(Stored data entries)
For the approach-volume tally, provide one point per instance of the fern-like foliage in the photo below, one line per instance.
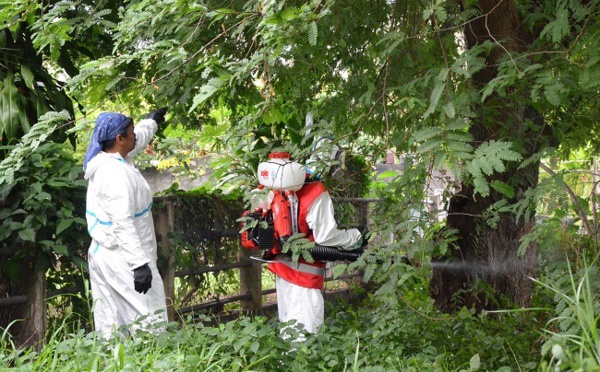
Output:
(488, 159)
(46, 125)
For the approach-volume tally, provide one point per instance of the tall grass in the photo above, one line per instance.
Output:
(574, 343)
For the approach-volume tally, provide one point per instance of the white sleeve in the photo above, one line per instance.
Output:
(144, 131)
(116, 198)
(320, 218)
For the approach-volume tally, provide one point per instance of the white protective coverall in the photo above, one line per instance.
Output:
(119, 219)
(306, 305)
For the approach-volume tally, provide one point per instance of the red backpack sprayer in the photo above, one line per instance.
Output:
(275, 217)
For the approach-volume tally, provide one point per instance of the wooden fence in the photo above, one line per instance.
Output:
(250, 272)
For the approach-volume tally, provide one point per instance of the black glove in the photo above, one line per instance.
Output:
(365, 235)
(142, 279)
(158, 115)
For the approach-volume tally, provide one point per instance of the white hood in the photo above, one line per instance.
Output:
(98, 160)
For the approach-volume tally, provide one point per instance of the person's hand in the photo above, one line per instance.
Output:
(158, 115)
(365, 236)
(142, 279)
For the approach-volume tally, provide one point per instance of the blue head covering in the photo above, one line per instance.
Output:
(108, 126)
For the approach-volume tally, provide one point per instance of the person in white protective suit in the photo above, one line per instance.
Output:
(299, 284)
(125, 281)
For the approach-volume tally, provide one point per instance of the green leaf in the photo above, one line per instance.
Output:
(28, 77)
(206, 92)
(503, 188)
(60, 249)
(63, 225)
(27, 234)
(312, 33)
(9, 117)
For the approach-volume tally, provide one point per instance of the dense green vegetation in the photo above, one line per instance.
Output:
(501, 94)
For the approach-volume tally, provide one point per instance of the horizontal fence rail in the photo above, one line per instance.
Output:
(250, 294)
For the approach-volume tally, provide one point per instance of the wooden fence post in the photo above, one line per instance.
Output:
(35, 324)
(250, 281)
(164, 225)
(362, 215)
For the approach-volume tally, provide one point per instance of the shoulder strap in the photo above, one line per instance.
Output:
(306, 196)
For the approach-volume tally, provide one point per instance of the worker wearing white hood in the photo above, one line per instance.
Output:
(125, 282)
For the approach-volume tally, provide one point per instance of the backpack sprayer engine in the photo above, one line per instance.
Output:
(274, 222)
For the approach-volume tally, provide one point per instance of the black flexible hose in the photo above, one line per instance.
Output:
(322, 253)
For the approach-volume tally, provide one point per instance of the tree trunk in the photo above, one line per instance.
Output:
(486, 271)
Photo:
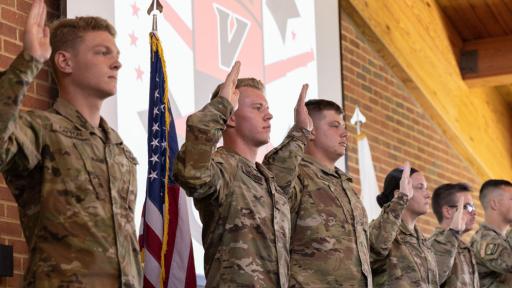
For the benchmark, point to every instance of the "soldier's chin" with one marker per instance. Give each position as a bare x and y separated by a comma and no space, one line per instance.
263,142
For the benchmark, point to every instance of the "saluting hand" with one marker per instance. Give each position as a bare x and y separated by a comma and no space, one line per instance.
228,89
405,181
302,118
36,41
459,222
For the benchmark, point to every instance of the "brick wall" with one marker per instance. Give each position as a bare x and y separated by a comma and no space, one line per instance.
13,14
397,127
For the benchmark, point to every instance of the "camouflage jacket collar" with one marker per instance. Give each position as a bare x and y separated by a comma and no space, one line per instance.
69,112
441,230
488,227
336,172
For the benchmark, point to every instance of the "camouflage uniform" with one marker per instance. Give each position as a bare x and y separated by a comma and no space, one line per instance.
329,246
400,257
75,188
245,215
456,264
493,253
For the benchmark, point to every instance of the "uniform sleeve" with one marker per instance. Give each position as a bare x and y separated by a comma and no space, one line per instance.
444,245
283,161
384,229
20,137
195,169
495,253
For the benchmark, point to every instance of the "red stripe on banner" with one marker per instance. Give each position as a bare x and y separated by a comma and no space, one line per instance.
178,24
147,284
174,197
279,69
153,244
190,280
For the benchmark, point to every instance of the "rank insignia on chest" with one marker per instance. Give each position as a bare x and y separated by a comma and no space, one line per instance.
254,175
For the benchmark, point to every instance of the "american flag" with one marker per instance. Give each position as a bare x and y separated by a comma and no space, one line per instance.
164,237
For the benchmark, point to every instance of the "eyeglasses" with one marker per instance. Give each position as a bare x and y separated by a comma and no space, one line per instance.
468,207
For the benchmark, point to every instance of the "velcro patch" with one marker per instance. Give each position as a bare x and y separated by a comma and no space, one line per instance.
491,249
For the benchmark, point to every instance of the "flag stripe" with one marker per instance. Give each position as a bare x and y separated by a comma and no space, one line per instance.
152,270
181,254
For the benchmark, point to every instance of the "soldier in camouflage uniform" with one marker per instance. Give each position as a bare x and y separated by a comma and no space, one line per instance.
245,214
400,255
70,173
329,245
491,243
453,206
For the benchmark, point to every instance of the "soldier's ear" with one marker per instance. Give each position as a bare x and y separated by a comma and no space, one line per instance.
63,61
493,204
447,212
231,121
312,135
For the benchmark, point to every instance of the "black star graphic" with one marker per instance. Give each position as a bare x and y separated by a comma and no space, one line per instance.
282,11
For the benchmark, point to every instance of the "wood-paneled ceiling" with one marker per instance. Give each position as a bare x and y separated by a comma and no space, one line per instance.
484,26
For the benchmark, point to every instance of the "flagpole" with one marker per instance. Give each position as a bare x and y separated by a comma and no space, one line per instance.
358,119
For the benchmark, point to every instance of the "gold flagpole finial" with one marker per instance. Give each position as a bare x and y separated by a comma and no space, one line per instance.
155,6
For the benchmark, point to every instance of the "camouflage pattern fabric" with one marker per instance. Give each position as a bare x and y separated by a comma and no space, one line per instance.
329,245
245,215
400,257
75,187
455,261
493,254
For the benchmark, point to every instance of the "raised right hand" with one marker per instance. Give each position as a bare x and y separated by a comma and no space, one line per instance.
36,41
228,89
405,182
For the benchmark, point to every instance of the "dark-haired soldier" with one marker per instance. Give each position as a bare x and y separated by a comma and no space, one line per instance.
491,242
454,209
329,243
400,254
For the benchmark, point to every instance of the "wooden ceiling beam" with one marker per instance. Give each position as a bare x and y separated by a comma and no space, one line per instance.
487,62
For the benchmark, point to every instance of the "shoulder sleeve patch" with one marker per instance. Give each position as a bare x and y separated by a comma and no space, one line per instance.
491,249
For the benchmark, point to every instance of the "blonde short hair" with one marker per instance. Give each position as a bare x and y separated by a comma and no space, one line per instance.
240,83
66,33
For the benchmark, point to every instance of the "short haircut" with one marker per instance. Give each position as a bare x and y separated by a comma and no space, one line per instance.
489,187
66,33
316,106
240,83
444,195
391,184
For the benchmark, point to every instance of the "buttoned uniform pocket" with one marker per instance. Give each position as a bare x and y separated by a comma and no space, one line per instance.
65,160
122,172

YOUR TASK.
Print the whole listing above once more, word for word, without its pictures.

REPLY.
For the approach-volume tally, provide one point per instance of the fern-like foliage in the photo below, one line per instance.
Output:
(488, 159)
(46, 125)
For the approach-volume tally, provide one point per instance of the tall grass in the photo above, one line per instance.
Output:
(574, 343)
For the approach-volume tally, provide one point per instance of the white sleeve in the photo above, one line per instance.
Output:
(144, 131)
(116, 198)
(320, 218)
For the approach-volume tally, provide one point per instance of the white protective coverall in the photo above, one line per instance.
Output:
(119, 219)
(306, 305)
For the approach-volume tally, provide one point per instance of the red backpack sprayer in the photo above, one line per instance.
Output:
(275, 217)
For the approach-volume tally, provide one point per instance of the wooden fence in the photo above, one line per instance.
Output:
(250, 272)
For the approach-volume tally, provide one point per instance of the black glove in the photo above, one line per instance.
Output:
(365, 235)
(142, 279)
(158, 115)
For the approach-volume tally, provide one point per instance of the white hood in the photo above, one line per instance.
Output:
(98, 160)
For the approach-volume tally, provide one point per instance of the person's hand in the photo above, one line per instance.
Output:
(158, 115)
(365, 236)
(142, 279)
For the approach-volume tally, provide one point per instance of the blue head covering in the photo above, one line per instance.
Output:
(108, 126)
For the approach-volume tally, provide one point per instance of the person in white protective suit in the photo above, one line per instance.
Output:
(299, 284)
(125, 281)
For the approach-volume tally, provide one point per instance of the green leaf in the photo above, one line per instance.
Output:
(28, 77)
(206, 92)
(503, 188)
(60, 249)
(63, 225)
(27, 234)
(312, 33)
(9, 117)
For the approach-volume tally, provide one point per instance of the dense green vegetation in the photo above, one line per instance.
Output:
(501, 94)
For the approach-volume tally, provide one point per instance of the horizontal fence rail in the photo above, one line per instance.
Output:
(250, 294)
For the approach-volume tally, provide one point per instance of the wooden fence post in the photo above, one line per instance.
Output:
(35, 324)
(250, 281)
(164, 225)
(362, 215)
For the approach-volume tally, provide one point per instance of the shoulder strap in the photo above, one line per instance.
Output:
(306, 196)
For the approach-volume tally, provide one point per instance of the worker wearing white hood in the photo above, one line per instance.
Output:
(125, 282)
For the approach-volume tally, provide one point per instance of the backpack sprayer engine in the photo above, one line per instance.
Output:
(274, 222)
For the approach-volume tally, provide one point per instance of the black flexible hose in the photo above, one line per instance.
Output:
(322, 253)
For the approach-volume tally, provide one point per instance of the tree trunk in the photo above, one line per instance.
Output:
(486, 271)
Photo:
For the benchmark, point to every instance of the "soldier's chin" with one marker per instance. Give each position as a bare x and y separated by a comma and no space, one line per instance.
263,142
For the benchmark, point to every instance of the "saluting hand" with one marker per instance. Give each position as a bare x and y separated by a comma and no space, one line per instance.
228,89
405,181
302,118
36,41
459,222
For the benchmark, point to every instance of the "brick wall" with one marker per instance. Give each position as a bare x and y separated by a comma and no space, one line per instance.
13,14
397,127
For the benchmark, point to every instance of the "camouflage jacket collar" with one marker per instance. Give each position as a bare x and y separated by a comma and no space, one line per instance.
69,112
441,230
488,227
336,172
For the benchmark, point to every instance of the "camouflage uniform" with one marker per instance. Give each position as a bare x and y separated by a comma and no space, one line per instance.
329,246
400,257
75,188
245,215
456,264
493,253
For the benchmark, point to every instance of the "uniform sleeve" with one marker per instance. Give each position as a bare x and y separated by a comma and no space, one line per instance.
444,245
283,161
384,229
20,137
195,169
495,253
For the benchmark, point to every instance of the "red stripe on banner" with one marker per instance. Give each position as a bare x and y separated by a comma and no space, one line per instance.
178,24
147,284
174,197
279,69
153,244
190,280
For the benchmark, point to every instance of the "rank insignia on chest" with one marker per instance. Give each position as a bare x and y separated by a comma and no space, one line per instance.
254,175
For the benchmark, point to every instance of the "american flag" with one marker per instance. Give each position as a bare x and y separated by a comma and no space, one line per instance.
164,237
For the benchmark, point to every instance of the "eyeglasses" with one marker per instance. Give each position as a bare x and y separated by a comma and no space, one line per instance.
468,207
For the benchmark, point to every instance of the "velcro patch" with one marker per instance. Give each position as a bare x and y separated by a comma and no space, one line per instance.
491,249
For the benchmark, point to every instance of the "flag stripe" with one marker per instance. Give each position as a bare x and y separated by a comma and no space, one line per instance.
152,270
181,254
For the benchmark, point to every instance of the "soldier in camouflage uniform" with one marker per instance. Give each position as a bare x and y separated by a comma and no space, one line per instance.
245,214
400,255
70,173
329,245
491,243
453,206
For the benchmark, point to every instance of the "soldier's ear" with one marker per instance. Give each position as a bare x and y separated by a comma and no space, one line per instance.
63,61
493,204
447,212
231,121
312,135
For the benchmark, point to every instance of the "black star graphic" with one marker per instance. Give each position as a bare x and y separated by a comma and no space, one line per instance.
282,11
For the benchmark, point to every instance of the "wood-paneled ceiling" with one marker per instance. Give each position as a bare x and y separated by a comma and no space, one line per instance.
484,26
For the benchmark, point to every instance of the "flagpole" with one marker per instance. Give each position as a bare x and y separated by a comma and no space, one line per instance.
358,119
For the benchmark, point to every instance of the "gold flagpole finial" with one marker per instance. Give each position as a bare x and y separated by a comma and no space, one line per instance.
155,6
For the benchmark, point to every instance of the "camouflage pattern fabric" with one marker per instance. Give each position as a bare x and y separated by a comma and no space, one line per instance.
329,245
245,215
400,257
75,187
455,261
493,254
For the benchmark, point to every instance of the "raised right hand" with one marker per instance. Give each position as a bare x and y separated by a comma and no space, one line per instance.
36,41
228,89
405,182
For the benchmark, point to every instance of the "dark-haired soldier" with one marker per instance. Give each position as a bare x and y separated by a comma and no space, one line per instance.
491,242
454,209
329,243
400,254
For the benchmark, point to every instance of the "wooden ceiling beam" with one marker per instance. Give each position as a bare x and y separated by a comma and no space, one line per instance.
487,62
For the benchmark, point to every instance of the "shoulder sleeve patch" with one marker per instance. Give each position as a bare x and y separated by a comma and no space, one line per instance.
491,249
For the benchmark, point to every instance of the "blonde short hair" with one marker per instance. Give each position as a bare x and y separated by a comma and no space, one line per instance.
240,83
66,33
For the benchmark, point to every instance of the "short haircut" with one marker per instance. Give each position as a bare x and y separated by a comma and no space, one line per instance.
489,187
66,33
316,106
240,83
444,195
391,184
For the benchmark, point to every instance of the "buttoned uniform pocket" with one marker per instance. Give each position as a bare x and y separated by a comma and no space, one line per instance.
65,160
122,172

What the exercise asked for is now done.